*Supplied data*:
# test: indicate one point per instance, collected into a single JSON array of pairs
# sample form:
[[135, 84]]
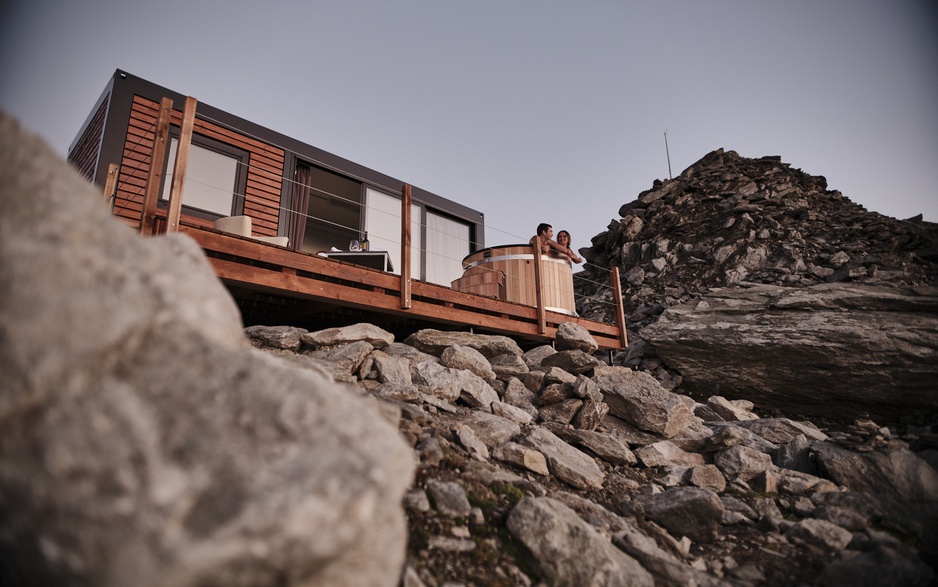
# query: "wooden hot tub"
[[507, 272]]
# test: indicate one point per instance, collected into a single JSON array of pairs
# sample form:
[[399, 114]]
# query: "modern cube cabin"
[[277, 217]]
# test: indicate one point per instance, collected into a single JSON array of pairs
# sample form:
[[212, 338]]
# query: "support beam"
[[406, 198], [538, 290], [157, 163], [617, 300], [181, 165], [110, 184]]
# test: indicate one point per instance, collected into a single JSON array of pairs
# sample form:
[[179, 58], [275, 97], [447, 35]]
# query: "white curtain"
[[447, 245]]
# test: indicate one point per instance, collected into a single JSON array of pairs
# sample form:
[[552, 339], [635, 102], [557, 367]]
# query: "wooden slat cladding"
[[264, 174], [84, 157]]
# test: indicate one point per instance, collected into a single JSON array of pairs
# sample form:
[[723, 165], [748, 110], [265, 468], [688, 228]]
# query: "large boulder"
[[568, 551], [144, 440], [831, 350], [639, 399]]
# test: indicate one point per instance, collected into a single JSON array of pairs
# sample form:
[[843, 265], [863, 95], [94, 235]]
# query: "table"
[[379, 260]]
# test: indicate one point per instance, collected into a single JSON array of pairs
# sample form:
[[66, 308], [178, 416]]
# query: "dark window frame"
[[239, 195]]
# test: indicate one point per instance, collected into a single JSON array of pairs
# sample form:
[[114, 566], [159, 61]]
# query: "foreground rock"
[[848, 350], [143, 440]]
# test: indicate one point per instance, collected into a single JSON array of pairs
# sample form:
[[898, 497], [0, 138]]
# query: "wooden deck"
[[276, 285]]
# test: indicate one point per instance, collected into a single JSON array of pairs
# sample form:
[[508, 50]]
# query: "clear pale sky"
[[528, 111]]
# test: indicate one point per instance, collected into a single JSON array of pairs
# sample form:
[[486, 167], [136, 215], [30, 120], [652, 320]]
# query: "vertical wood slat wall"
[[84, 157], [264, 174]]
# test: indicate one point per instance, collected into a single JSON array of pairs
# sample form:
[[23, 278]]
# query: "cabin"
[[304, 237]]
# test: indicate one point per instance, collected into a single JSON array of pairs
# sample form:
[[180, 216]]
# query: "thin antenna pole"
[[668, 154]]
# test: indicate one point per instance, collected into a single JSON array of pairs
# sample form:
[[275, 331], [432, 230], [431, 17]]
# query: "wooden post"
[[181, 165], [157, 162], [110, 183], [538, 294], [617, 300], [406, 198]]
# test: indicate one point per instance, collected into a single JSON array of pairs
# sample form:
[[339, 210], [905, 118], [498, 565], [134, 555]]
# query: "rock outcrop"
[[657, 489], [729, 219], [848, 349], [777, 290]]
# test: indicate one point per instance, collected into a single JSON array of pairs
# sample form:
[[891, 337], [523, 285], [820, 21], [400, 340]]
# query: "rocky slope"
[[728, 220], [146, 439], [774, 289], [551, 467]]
...
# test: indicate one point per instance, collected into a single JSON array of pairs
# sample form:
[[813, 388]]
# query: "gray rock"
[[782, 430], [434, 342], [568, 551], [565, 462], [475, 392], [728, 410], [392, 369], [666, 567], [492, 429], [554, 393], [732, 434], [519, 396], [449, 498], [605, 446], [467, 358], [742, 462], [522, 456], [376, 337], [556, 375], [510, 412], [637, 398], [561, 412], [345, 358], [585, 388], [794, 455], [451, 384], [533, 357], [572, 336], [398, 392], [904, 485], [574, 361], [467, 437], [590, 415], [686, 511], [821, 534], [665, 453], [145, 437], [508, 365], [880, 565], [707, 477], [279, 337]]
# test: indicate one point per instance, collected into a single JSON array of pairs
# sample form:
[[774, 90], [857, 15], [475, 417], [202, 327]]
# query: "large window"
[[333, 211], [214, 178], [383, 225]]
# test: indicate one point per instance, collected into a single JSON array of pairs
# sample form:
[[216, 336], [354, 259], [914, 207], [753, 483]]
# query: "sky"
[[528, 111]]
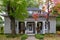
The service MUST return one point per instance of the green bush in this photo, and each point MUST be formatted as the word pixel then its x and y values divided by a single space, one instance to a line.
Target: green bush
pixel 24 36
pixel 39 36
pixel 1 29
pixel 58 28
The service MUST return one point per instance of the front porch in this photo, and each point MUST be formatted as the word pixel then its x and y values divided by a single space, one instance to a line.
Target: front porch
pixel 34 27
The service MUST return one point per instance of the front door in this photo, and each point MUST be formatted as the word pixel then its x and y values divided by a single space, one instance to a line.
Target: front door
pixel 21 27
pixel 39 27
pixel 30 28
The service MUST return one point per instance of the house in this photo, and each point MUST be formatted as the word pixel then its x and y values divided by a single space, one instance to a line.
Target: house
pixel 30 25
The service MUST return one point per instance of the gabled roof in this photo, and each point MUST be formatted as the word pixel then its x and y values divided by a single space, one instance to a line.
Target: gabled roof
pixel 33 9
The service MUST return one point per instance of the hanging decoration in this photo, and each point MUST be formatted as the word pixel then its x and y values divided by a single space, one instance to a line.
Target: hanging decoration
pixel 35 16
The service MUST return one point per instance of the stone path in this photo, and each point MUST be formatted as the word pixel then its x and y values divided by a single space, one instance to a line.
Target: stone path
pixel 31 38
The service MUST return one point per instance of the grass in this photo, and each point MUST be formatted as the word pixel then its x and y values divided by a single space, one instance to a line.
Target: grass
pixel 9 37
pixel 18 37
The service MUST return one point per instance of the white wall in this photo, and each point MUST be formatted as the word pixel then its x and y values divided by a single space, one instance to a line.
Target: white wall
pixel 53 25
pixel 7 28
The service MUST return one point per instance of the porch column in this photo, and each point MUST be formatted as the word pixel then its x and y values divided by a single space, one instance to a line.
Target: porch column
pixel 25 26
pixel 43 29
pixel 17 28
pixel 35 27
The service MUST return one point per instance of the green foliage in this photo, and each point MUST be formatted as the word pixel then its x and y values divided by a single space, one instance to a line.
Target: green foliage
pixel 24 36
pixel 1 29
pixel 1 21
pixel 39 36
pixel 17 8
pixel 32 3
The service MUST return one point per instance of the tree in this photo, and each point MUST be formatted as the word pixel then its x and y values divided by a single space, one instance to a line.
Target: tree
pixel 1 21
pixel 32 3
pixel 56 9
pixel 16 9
==
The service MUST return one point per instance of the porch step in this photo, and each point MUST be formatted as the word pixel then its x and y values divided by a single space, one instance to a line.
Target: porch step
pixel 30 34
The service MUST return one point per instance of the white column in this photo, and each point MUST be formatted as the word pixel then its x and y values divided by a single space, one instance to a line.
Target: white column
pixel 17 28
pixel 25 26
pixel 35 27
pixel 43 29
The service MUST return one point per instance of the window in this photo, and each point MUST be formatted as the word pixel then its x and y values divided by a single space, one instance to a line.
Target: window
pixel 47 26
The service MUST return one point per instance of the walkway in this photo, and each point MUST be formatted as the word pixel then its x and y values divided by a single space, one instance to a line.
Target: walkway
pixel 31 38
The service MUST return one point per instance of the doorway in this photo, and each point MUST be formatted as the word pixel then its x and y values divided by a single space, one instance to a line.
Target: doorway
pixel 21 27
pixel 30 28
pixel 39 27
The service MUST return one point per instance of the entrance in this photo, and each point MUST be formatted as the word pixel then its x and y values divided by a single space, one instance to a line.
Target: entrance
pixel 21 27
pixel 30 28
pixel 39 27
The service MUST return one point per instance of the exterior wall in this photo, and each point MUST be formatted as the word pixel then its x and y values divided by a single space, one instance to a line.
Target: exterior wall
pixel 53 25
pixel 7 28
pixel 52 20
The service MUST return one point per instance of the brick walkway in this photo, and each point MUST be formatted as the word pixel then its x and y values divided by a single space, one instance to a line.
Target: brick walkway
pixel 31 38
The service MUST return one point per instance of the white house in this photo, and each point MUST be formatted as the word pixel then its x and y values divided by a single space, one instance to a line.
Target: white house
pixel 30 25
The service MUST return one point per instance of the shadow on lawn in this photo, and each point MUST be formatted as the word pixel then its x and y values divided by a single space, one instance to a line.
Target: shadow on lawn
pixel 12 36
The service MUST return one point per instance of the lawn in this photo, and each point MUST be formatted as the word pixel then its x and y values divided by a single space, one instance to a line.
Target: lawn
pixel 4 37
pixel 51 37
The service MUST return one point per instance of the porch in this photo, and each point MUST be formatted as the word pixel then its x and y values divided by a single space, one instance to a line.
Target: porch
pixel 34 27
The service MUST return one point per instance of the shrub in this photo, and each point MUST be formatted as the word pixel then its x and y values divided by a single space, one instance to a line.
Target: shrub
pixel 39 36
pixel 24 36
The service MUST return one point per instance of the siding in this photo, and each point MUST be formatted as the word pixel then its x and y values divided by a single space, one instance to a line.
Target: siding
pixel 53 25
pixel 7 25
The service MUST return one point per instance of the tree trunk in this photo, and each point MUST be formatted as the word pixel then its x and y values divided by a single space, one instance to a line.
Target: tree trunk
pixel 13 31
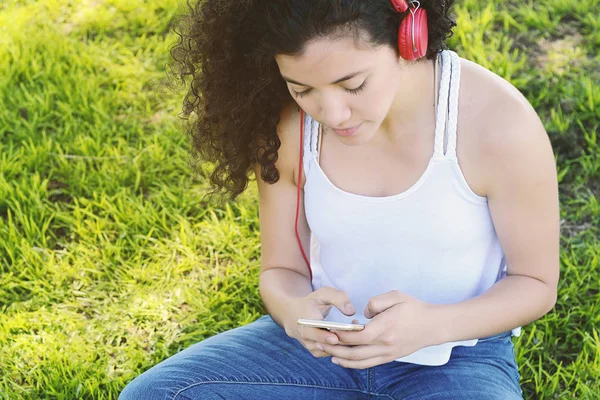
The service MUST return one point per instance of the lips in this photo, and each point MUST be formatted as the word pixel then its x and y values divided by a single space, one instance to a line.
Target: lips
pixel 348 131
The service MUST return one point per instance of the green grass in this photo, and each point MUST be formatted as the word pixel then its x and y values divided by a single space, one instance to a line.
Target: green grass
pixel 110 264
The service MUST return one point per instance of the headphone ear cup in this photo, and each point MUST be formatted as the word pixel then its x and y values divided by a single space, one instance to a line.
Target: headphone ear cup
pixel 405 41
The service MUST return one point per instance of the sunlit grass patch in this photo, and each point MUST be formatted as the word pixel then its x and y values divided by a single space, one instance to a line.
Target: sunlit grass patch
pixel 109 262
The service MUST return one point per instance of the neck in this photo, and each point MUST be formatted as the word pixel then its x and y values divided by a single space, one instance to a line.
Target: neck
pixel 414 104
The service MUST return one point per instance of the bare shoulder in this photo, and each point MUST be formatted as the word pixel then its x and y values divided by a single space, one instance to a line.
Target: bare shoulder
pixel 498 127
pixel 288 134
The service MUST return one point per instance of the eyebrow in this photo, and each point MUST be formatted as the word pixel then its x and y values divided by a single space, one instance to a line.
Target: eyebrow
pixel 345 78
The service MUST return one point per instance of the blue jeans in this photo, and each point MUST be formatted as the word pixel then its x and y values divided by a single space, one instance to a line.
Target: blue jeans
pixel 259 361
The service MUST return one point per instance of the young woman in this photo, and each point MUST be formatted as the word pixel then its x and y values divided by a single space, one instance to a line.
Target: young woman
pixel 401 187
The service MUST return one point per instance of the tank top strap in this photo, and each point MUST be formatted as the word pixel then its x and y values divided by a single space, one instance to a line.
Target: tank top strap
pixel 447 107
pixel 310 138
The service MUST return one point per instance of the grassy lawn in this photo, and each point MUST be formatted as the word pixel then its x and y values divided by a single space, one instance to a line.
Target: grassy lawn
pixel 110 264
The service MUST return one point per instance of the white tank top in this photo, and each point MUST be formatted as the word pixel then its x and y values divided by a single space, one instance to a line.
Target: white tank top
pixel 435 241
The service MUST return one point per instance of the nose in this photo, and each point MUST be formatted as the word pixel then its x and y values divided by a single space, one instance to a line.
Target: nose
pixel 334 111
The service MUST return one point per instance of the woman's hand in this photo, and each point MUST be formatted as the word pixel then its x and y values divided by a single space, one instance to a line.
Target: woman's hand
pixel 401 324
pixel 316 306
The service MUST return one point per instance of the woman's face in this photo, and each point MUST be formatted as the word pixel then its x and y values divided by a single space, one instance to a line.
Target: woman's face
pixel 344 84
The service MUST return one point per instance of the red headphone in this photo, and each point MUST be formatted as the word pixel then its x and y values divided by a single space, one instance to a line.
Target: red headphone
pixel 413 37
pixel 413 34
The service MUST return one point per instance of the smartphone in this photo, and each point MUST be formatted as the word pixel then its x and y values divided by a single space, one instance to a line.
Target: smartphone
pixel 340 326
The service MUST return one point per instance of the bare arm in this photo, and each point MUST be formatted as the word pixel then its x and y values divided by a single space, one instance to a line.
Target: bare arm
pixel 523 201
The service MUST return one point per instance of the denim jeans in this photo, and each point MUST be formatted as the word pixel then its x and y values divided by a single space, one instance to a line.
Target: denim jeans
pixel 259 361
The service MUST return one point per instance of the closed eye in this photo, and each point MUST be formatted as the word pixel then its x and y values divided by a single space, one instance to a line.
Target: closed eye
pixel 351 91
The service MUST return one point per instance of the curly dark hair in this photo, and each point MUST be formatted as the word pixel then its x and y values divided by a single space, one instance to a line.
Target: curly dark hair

*Task to carry out*:
Rewrite the lines between the one holding "the porch step" and the one holding "pixel 30 34", inclusive, renaming "porch step" to "front step" wherever it occurs and leaving everything else unchanged.

*Written answer*:
The service MUST return one point per instance of the front step in this photo, and each point MUST be formatted as the word pixel then its x and y values divided by a single space, one instance to a line.
Target: front step
pixel 30 34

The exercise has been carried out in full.